Start of Extracted text

Proximal vs. Ultimate Explanations

  • Proximal explanations describe patterns based on the present environment.
  • Ultimate explanations describe patterns based on the past environment.

Steps in Ecological Study

  • The general process is: observe/discover, question, hypothesize, observe/sample/experiment/mathematical modeling, infer/conclude, and communicate results.

Heuristic Value

  • Models have heuristic value as a process/rule meant to guide decision-making.

Evolutionary Ecology

  • Focuses on individuals as the units of evolution.

Physiological Ecology

  • Studies individual responses to the abiotic environment and population adaptations over generations.
  • Often emphasizes animal responses to temperature fluctuations.

Behavioural Ecology

  • Studies individual responses to other individuals (biotic interactions).

Evolutionary Hierarchy

  • Encompasses: individuals, populations (same species interactions), and communities (multiple species interactions).

Ecosystem Ecology

  • Deals with energy, nutrient, and chemical pathways.

Conservation Ecology

  • Combines evolutionary, population, community, and ecosystem ecology.

Chromosomes

  • Structures that contain DNA.

Genes

  • DNA segments that code for proteins.

Locus

  • The specific location of a gene on a chromosome.

Alleles

  • Alternative forms of a gene.

Homozygote

  • An individual with the same alleles at a locus (e.g., AA, aa).

Heterozygote

  • An individual with different alleles at a locus (e.g., Aa).

Dominant Allele

  • An allele that is fully expressed (A).

Recessive Allele

  • An allele that is unexpressed (a).

Mendelian Inheritance

  • Explains how breeding results in multiple allele combinations and maintains genetic variation.

Genotype

  • All genetic characteristics of an individual, fixed during their lifetime.

End of Extracted text
Start of Dataset entries

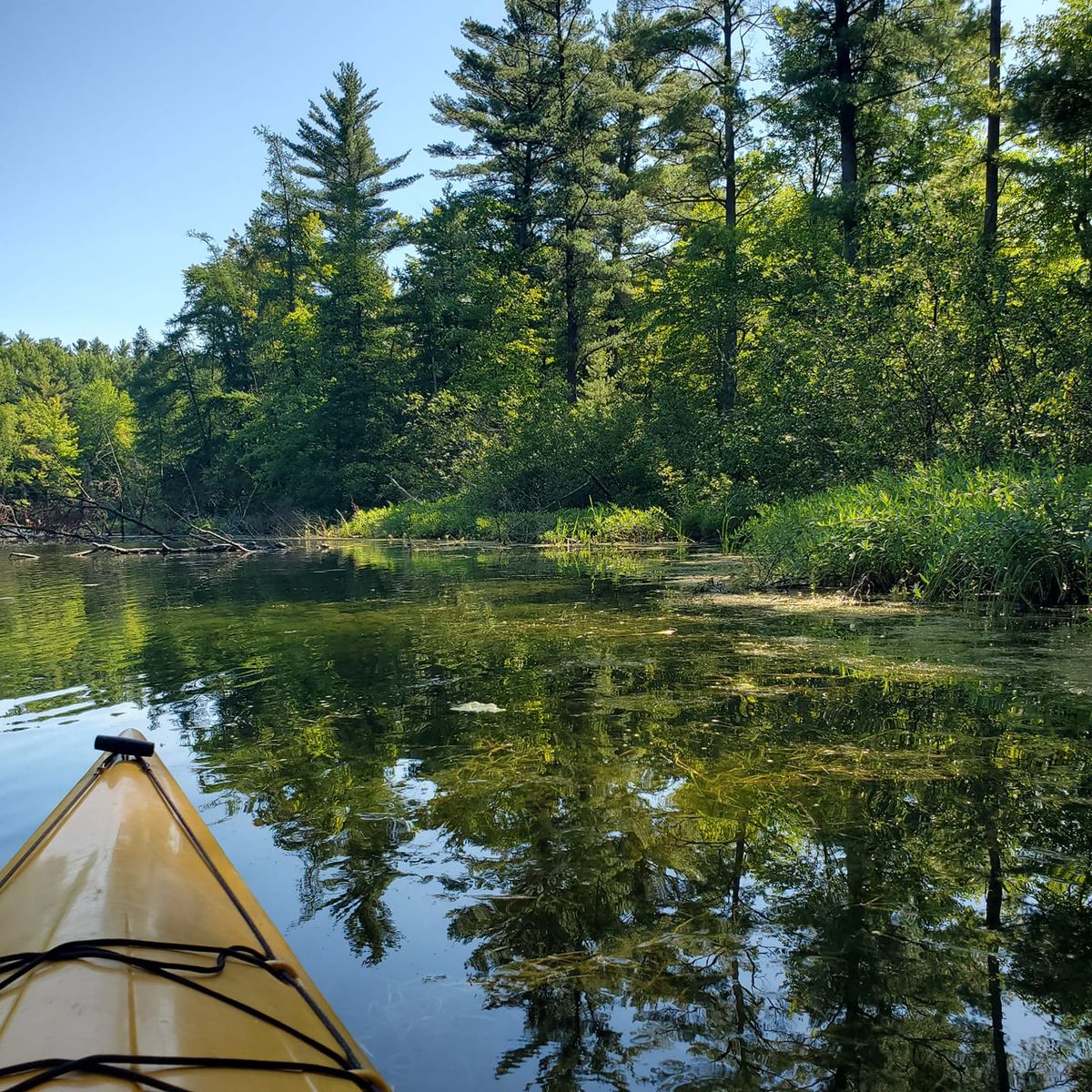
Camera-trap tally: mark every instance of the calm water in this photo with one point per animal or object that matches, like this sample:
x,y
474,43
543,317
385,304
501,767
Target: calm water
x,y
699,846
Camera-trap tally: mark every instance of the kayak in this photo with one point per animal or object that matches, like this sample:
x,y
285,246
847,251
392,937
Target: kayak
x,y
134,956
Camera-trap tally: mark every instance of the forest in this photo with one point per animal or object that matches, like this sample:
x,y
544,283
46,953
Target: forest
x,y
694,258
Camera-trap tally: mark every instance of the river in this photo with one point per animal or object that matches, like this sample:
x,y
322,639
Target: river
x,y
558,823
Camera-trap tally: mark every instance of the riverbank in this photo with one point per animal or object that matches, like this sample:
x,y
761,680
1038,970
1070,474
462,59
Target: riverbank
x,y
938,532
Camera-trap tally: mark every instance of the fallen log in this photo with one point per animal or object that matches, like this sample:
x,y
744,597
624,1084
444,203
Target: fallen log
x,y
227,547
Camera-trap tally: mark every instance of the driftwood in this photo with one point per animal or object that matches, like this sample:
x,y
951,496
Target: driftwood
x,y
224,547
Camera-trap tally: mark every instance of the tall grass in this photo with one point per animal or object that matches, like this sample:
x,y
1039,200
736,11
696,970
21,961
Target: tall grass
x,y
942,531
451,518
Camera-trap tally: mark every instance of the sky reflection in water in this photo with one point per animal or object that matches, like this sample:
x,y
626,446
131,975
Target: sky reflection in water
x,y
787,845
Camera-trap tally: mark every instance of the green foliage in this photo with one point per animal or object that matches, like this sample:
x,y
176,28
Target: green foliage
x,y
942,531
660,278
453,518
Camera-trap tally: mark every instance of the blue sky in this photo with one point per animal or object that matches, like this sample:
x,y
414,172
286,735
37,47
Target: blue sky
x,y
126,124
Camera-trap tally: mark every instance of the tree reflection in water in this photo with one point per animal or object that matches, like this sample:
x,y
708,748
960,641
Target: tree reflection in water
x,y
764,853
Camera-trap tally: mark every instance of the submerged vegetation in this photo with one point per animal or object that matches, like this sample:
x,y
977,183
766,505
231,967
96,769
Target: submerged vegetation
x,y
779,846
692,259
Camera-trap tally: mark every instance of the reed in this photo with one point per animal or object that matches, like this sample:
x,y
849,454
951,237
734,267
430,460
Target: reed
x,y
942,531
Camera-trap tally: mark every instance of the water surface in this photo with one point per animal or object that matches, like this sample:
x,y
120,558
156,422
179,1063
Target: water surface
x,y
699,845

End of Dataset entries

Required action A: Name every heading in the ecology notes that ends with the word "Ecology."
Required action B: In the ecology notes, turn the sentence beginning "The general process is:" into a numbered list of its steps.
Nothing in the listing is needed here.

Written reply A:
Evolutionary Ecology
Physiological Ecology
Behavioural Ecology
Ecosystem Ecology
Conservation Ecology

Written reply B:
1. Observe/discover
2. Question
3. Hypothesize
4. Observe/sample/experiment/mathematical modeling
5. Infer/conclude
6. Communicate results